Job> Count the lines in the rows below that contain the string "woven", treating uppercase and lowercase as distinct, and give only the resulting number.

---------- Raw records ----------

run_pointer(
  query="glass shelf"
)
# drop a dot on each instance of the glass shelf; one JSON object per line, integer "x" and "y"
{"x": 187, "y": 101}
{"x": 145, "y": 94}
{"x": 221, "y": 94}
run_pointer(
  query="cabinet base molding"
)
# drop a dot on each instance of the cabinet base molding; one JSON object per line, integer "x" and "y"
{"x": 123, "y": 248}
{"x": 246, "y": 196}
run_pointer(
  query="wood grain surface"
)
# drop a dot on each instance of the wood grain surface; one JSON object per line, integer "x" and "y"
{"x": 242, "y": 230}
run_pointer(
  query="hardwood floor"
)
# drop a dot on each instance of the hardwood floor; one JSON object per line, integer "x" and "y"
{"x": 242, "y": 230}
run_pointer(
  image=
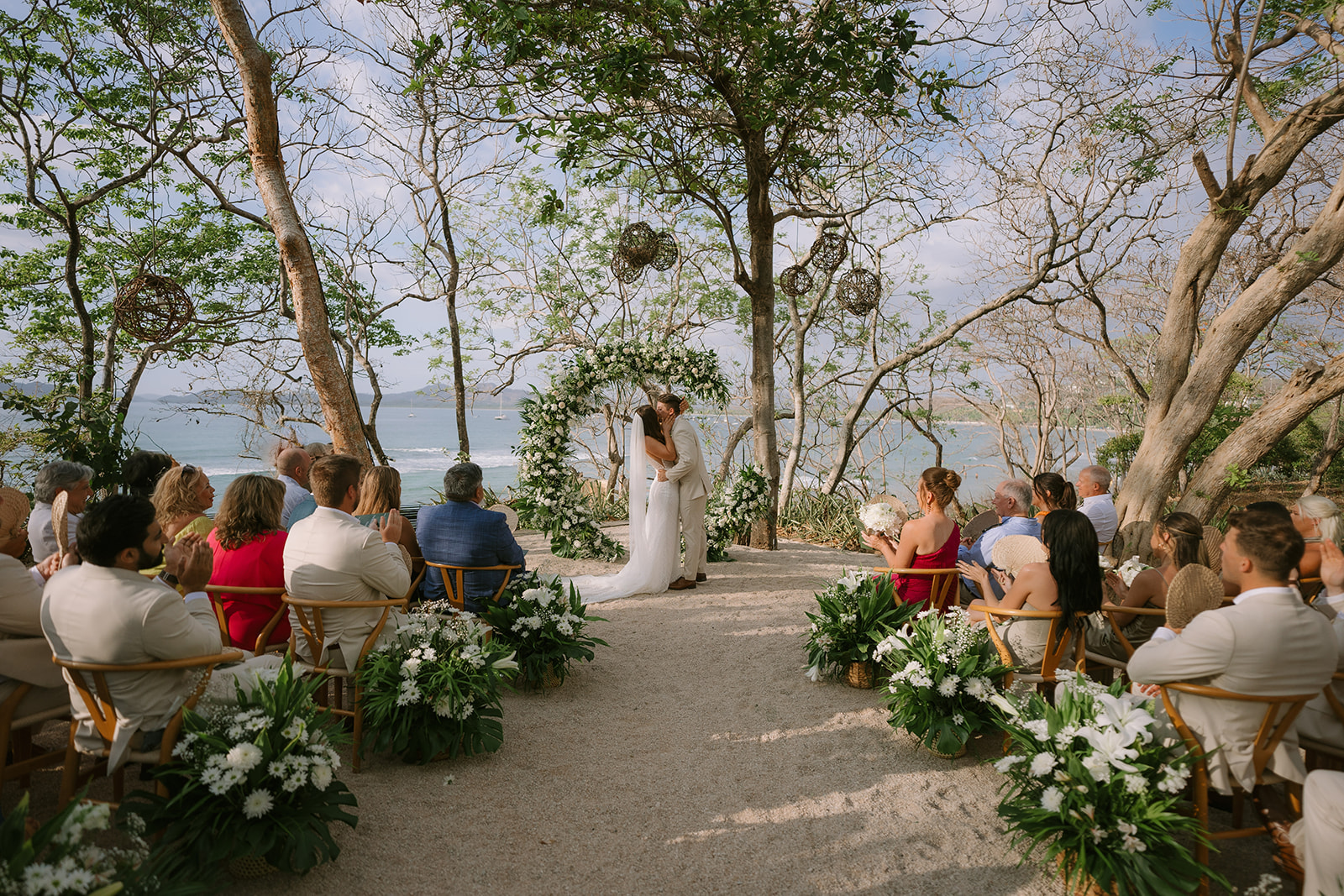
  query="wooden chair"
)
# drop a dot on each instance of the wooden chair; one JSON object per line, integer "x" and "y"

----------
---------- Raw records ----------

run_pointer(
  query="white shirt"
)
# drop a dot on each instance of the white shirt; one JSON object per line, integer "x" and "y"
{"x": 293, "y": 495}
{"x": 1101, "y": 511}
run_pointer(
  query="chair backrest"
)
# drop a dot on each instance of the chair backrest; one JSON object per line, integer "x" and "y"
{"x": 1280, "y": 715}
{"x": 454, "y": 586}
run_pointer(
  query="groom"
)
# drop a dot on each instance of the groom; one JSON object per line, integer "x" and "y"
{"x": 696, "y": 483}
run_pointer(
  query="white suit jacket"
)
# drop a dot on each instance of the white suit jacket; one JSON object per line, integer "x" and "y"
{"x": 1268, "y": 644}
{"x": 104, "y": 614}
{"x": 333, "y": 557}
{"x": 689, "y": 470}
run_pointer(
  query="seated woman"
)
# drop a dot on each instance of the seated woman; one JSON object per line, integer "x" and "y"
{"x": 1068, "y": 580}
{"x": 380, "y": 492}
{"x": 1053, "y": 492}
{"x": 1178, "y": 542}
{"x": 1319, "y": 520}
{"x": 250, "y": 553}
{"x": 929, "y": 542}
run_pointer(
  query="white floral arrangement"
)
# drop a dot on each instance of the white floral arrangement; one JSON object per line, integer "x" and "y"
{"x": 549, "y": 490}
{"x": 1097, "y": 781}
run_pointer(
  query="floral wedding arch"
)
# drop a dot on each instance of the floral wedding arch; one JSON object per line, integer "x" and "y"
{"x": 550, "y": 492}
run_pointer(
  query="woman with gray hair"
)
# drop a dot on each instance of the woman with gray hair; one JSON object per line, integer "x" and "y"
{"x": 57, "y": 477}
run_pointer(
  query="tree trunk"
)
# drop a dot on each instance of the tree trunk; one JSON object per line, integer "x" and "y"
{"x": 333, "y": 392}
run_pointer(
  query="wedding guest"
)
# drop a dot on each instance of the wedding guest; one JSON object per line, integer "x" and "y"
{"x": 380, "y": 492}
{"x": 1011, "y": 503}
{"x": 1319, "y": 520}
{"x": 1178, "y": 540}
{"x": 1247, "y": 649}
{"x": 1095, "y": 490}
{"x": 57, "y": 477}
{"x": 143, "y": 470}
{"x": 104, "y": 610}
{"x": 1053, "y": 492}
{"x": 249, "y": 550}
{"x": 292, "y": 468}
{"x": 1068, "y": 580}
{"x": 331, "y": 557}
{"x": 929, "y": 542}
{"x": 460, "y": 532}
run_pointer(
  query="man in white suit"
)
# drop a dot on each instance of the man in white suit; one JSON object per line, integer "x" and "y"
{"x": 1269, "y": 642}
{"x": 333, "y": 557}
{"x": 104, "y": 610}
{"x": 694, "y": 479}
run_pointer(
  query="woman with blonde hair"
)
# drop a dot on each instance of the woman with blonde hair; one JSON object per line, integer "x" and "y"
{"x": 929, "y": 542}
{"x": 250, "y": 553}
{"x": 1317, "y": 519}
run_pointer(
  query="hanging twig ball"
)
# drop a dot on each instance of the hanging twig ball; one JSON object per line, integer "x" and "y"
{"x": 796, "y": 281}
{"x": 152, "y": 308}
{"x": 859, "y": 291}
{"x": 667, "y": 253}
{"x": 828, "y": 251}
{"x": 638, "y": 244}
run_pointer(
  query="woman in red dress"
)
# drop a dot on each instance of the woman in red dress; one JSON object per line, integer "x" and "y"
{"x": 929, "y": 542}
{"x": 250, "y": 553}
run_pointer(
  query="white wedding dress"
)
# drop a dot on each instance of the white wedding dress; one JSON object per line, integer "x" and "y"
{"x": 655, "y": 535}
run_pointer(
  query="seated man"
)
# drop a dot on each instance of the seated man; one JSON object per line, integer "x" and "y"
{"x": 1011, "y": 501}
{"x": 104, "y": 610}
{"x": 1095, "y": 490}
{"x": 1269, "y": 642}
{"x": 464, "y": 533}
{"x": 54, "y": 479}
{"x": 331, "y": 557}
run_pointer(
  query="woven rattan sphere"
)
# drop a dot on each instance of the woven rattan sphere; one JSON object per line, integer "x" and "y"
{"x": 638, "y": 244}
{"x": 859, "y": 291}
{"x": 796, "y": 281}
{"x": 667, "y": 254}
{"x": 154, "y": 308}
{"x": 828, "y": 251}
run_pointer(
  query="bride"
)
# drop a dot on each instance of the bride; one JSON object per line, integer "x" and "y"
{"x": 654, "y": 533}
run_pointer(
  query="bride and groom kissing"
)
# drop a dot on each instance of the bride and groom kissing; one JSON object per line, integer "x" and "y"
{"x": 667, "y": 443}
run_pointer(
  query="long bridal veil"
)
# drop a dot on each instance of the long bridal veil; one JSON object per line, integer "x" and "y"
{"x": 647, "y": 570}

----------

Task answer> 2